▶ [Given problem 1] According to the Easter sermon, what kind of poem is Psalm 23?
▶ [Given problem 2] Please continue the Easter sermon from where it stops.

A Sermon for the Fourth Sunday of Easter
April 22, 2018
(Acts 4.5-12; Psalm 23; 1 John 3.16-24; John 10.11-18)
Psalm 23 is surely one of the best known and loved of all David’s poems. How many of us know by heart these most memorable of words: ‘The LORD is my shepherd; I shall not want.’ It is a beautiful image arising, no doubt, out of the imagination and prayers of this young man who would rise from leading his father’s sheep to leading Israel. The shepherd of sheep becomes the shepherd of his nation.
Yet this poem is not about David. It is about the LORD. David makes his claims on behalf of God in this song. Under his shepherd, David ‘wants’ for nothing. The ‘green pastures’ and ‘still waters’ God leads him to are a source of rest and restoration. Even the valley of death, so well known to this warrior, is a place free from fear. How? The ‘rod’, ‘staff’, and presence of God are his comfort. Even when multiple enemies surround, David can celebrate the anointing and abundant generosity of God. ‘Surely goodness and mercy shall follow me all the days of my life’ (Psalm 23:6).
His is a poem of complete trust.
Our gospel reading sees Jesus take up this very image of the shepherd as his own: ‘I am the good shepherd’. It is one of a number of ‘I am’ statements in the Gospel of John. Each of these echo the self revelation of God to Moses at the burning bush. There the one whose people are Egypt’s slaves is revealed as the ‘I am’.
In a culture where identity is found in the listing of ancestors this title is revealing. There is no reference to another. This one simply is. It should recall to the reader’s memory the first words of this unique gospel: ‘In the beginning was the Word, and the Word was with God, and the Word was God’ (John 1:1). Here is a not-so-veiled claim to deity.
Of course, there are also strong echoes in this passage of our Psalm. There this shepherd language is also used of the LORD (YHWH; ‘I am’). The self-revealed God is the shepherd who leads this sheep to safety. In our gospel reading, Jesus claims this role for himself. He is the shepherd who ‘lays down his life for the sheep’. It is a clear reference to the cross upon which Jesus died for us.
Through this shepherd image, Jesus highlights one particular aspect of his coming sacrifice. He is committed to us, his sheep. As our parable unfolds we see the declaration that Jesus is no hired hand. His is a costly commitment to our good. Unlike other leaders, when danger comes Jesus is not one to run in self-preservation. Rather, as is shown in the easter account, Jesus stands between the danger and us. He takes the attack if only we would trust him enough to rest behind him. Jesus concludes this parable by referring to ‘other sheep’ (John 10:16) and his decision to ‘lay down my life of my own accord’ (John 10:18). His is a world-wide call birthed in the heart of God.

▶ [Collected data]
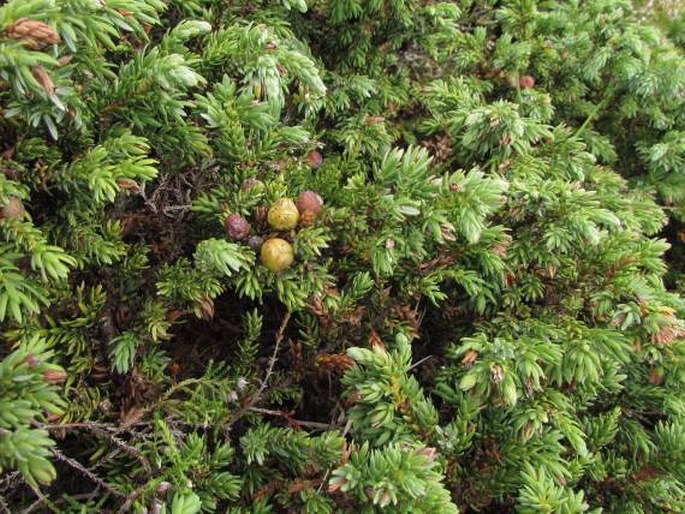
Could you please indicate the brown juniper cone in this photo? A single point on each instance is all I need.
(307, 219)
(35, 34)
(309, 201)
(237, 227)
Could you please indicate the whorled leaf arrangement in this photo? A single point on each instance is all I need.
(485, 316)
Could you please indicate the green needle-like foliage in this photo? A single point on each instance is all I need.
(477, 305)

▶ [Right answer 1] A poem of complete trust.

▶ [Right answer 2]
Later John wrote in his first letter that this revelation of God is the very source of our understanding of ‘love’: ‘By this we know love, that he laid down his life for us…’. Love is redefined in the event of Easter as we capture a glimpse in Jesus’ sacrifice of the heart of God toward us. Love is no longer a fuzzy feeling. It is not ‘word or talk’. Rather, it is found in our imitation of the death of Jesus. It is costly action on behalf of another. Love is ‘deed and truth’. No wonder we are urged when we see a brother or sister ‘in need’ never to close our heart against him. After all, in Jesus we see the open heart of God toward us. How unthinkable is it for us to close and protect ourselves from others while claiming to worship the God who ‘opens’ and ‘shields’ so generously?
It is as we learn to love like this that we come to ‘know that we are of the truth’. There is a spiral of knowing happening in this text. First, Jesus shows us what love is. Second, we imitate this costly love in the world. Third, as we obey in this way our hearts develop a ‘confidence before God’. Finally, we find ourselves ‘abiding in God’ and God in us. This is the Spirit’s witness to our hearts. I prefer this image of a spiral than a circle with a beginning and end. The Spirit’s witness to our hearts is not an end in itself. Rather the Spirit calls us into deeper contemplation of Jesus’ Easter sacrifice, a deeper imitation and obedience, and a deeper confidence. We are invited here to a life of ever deepening abiding in Christ.
Perhaps today we can hold the account of Peter and John being hauled before the Jewish elders as an example of this spiral. They are inspired by the recent act of love by Jesus on the cross. They imitate the love they have witnessed in the healing of the lame beggar. The healing draws a crowd and they boldly proclaim forgiveness to those behind the crucifixion. In doing so they are arrested and ‘filled with the Holy Spirit’ to the point that they proclaim what they have seen before the ‘…rulers and elders and scribes…’.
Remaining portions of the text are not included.